* Start The records *
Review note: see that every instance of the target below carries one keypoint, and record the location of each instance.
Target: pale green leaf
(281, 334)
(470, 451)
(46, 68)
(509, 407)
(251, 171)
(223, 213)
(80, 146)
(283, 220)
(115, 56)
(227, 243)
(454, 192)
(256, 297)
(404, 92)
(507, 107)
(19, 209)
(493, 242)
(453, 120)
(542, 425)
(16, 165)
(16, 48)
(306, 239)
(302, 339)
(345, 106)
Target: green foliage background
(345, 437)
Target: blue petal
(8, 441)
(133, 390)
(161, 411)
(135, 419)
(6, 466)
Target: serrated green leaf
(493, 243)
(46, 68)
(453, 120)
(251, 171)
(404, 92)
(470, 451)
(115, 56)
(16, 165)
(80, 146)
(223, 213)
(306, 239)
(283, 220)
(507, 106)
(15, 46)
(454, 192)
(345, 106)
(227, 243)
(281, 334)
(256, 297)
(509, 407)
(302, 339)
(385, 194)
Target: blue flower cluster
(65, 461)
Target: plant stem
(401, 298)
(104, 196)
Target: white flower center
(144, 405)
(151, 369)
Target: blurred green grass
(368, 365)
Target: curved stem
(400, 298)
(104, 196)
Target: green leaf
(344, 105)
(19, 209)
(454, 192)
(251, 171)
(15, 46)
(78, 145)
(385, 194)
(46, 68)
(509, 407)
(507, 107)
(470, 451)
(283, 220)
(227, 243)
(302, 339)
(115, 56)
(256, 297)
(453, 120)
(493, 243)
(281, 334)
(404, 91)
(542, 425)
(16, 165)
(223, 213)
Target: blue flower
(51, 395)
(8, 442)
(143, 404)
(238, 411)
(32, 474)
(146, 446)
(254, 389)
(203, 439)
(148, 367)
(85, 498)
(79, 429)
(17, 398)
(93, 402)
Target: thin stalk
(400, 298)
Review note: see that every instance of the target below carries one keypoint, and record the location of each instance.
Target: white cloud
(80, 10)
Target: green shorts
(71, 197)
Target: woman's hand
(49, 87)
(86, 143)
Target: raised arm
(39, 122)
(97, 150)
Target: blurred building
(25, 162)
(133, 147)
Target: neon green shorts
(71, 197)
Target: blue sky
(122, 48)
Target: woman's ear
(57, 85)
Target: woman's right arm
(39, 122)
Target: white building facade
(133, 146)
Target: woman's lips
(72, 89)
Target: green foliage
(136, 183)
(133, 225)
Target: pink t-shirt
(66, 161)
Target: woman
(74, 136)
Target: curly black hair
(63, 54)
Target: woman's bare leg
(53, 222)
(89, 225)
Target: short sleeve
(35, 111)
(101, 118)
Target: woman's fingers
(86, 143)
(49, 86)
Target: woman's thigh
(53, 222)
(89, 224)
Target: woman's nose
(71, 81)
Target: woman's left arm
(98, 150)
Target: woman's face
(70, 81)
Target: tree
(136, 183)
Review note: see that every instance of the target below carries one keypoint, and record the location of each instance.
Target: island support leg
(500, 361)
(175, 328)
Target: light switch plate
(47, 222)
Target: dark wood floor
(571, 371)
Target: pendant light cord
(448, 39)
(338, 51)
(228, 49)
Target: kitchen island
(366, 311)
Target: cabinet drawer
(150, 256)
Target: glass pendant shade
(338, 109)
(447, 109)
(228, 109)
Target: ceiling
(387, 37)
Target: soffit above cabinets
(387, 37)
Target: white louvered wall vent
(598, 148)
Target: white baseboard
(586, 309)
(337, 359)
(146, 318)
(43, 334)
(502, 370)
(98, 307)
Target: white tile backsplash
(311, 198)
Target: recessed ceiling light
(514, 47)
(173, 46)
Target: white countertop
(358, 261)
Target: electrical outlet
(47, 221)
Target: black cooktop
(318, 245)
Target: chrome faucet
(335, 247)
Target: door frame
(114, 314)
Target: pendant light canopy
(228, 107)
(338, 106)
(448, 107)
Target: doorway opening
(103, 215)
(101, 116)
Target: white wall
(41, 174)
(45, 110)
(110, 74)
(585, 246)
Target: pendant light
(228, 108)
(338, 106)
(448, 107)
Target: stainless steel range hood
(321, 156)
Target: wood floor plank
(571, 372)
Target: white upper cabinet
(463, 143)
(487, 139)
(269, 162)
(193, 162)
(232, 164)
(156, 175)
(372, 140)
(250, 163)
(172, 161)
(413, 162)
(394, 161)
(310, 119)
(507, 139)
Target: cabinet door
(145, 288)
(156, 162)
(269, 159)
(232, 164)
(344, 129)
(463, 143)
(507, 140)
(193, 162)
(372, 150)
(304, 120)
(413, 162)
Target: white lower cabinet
* End The records *
▸ **Work to do**
Go back to the listing above and please repeat it exactly.

▸ **Full response**
Review note: see that every instance of the target below carries one keypoint, and record the location of each instance.
Target: pale green leaf
(281, 334)
(470, 451)
(46, 68)
(509, 407)
(251, 171)
(223, 213)
(80, 146)
(283, 220)
(115, 56)
(227, 243)
(454, 192)
(256, 297)
(404, 92)
(507, 107)
(19, 209)
(493, 242)
(453, 120)
(542, 425)
(16, 165)
(16, 48)
(306, 239)
(302, 339)
(345, 106)
Target: green foliage background
(345, 437)
Target: blue petal
(8, 441)
(133, 390)
(161, 411)
(135, 419)
(6, 466)
Target: serrated green leaf
(493, 243)
(46, 68)
(453, 120)
(251, 171)
(404, 92)
(470, 451)
(115, 56)
(16, 165)
(80, 146)
(223, 213)
(306, 239)
(283, 220)
(507, 106)
(15, 46)
(454, 192)
(345, 106)
(227, 243)
(281, 334)
(256, 297)
(509, 407)
(302, 339)
(385, 194)
Target: blue flower cluster
(65, 461)
Target: plant stem
(401, 298)
(104, 196)
Target: white flower center
(144, 405)
(151, 369)
Target: blurred green grass
(368, 365)
Target: curved stem
(400, 298)
(104, 196)
Target: green leaf
(344, 105)
(19, 209)
(454, 192)
(251, 171)
(15, 46)
(78, 145)
(385, 194)
(46, 68)
(509, 407)
(507, 107)
(470, 451)
(283, 220)
(227, 243)
(302, 339)
(115, 56)
(256, 297)
(453, 120)
(493, 243)
(281, 334)
(404, 91)
(542, 425)
(16, 165)
(223, 213)
Target: blue flower
(51, 395)
(8, 442)
(143, 404)
(238, 411)
(32, 474)
(146, 446)
(254, 389)
(203, 439)
(148, 367)
(85, 498)
(79, 429)
(17, 398)
(93, 402)
Target: thin stalk
(400, 298)
Review note: see that every instance of the target below carries one keypoint, and record the location of each instance.
Target: white cloud
(80, 10)
Target: green shorts
(71, 197)
Target: woman's hand
(49, 87)
(86, 143)
Target: raised arm
(39, 122)
(97, 150)
Target: blurred building
(25, 162)
(133, 147)
Target: neon green shorts
(71, 197)
Target: blue sky
(122, 48)
Target: woman's ear
(57, 85)
Target: woman's right arm
(39, 122)
Target: white building facade
(133, 146)
Target: woman's lips
(72, 89)
Target: green foliage
(136, 183)
(133, 225)
Target: pink t-shirt
(66, 161)
Target: woman
(74, 136)
Target: curly black hair
(63, 54)
Target: woman's bare leg
(53, 222)
(89, 225)
Target: short sleeve
(35, 111)
(101, 118)
Target: woman's fingers
(86, 143)
(49, 86)
Target: woman's thigh
(53, 222)
(89, 224)
Target: woman's nose
(71, 81)
Target: woman's left arm
(98, 150)
Target: woman's face
(70, 81)
Target: tree
(136, 183)
Review note: see that every instance of the target below carries one keypoint, and record the location of each instance.
Target: island support leg
(500, 361)
(175, 328)
Target: light switch plate
(47, 222)
Target: dark wood floor
(571, 371)
Target: pendant light cord
(448, 39)
(338, 51)
(228, 49)
Target: kitchen island
(366, 311)
Target: cabinet drawer
(150, 256)
Target: glass pendant shade
(338, 109)
(447, 109)
(228, 109)
Target: ceiling
(387, 37)
Target: soffit above cabinets
(387, 37)
Target: white louvered wall vent
(598, 148)
Target: white baseboard
(586, 309)
(337, 359)
(146, 318)
(43, 334)
(502, 370)
(98, 307)
Target: white tile backsplash
(311, 198)
Target: recessed ceiling light
(514, 47)
(173, 46)
Target: white countertop
(358, 261)
Target: electrical outlet
(47, 221)
Target: black cooktop
(318, 245)
Target: chrome faucet
(335, 247)
Target: door frame
(114, 314)
Target: pendant light canopy
(228, 107)
(338, 106)
(448, 107)
Target: doorway opening
(103, 215)
(101, 116)
Target: white wall
(41, 174)
(45, 110)
(110, 74)
(585, 246)
Target: pendant light
(228, 108)
(338, 106)
(448, 107)
Target: stainless steel range hood
(321, 156)
Target: wood floor plank
(571, 372)
Target: white upper cabinet
(463, 143)
(487, 139)
(269, 162)
(193, 162)
(232, 164)
(156, 175)
(372, 140)
(250, 163)
(172, 161)
(413, 162)
(394, 161)
(310, 119)
(507, 139)
Target: cabinet door
(145, 288)
(156, 162)
(269, 159)
(232, 164)
(344, 129)
(463, 143)
(507, 140)
(193, 162)
(372, 150)
(304, 120)
(413, 162)
Target: white lower cabinet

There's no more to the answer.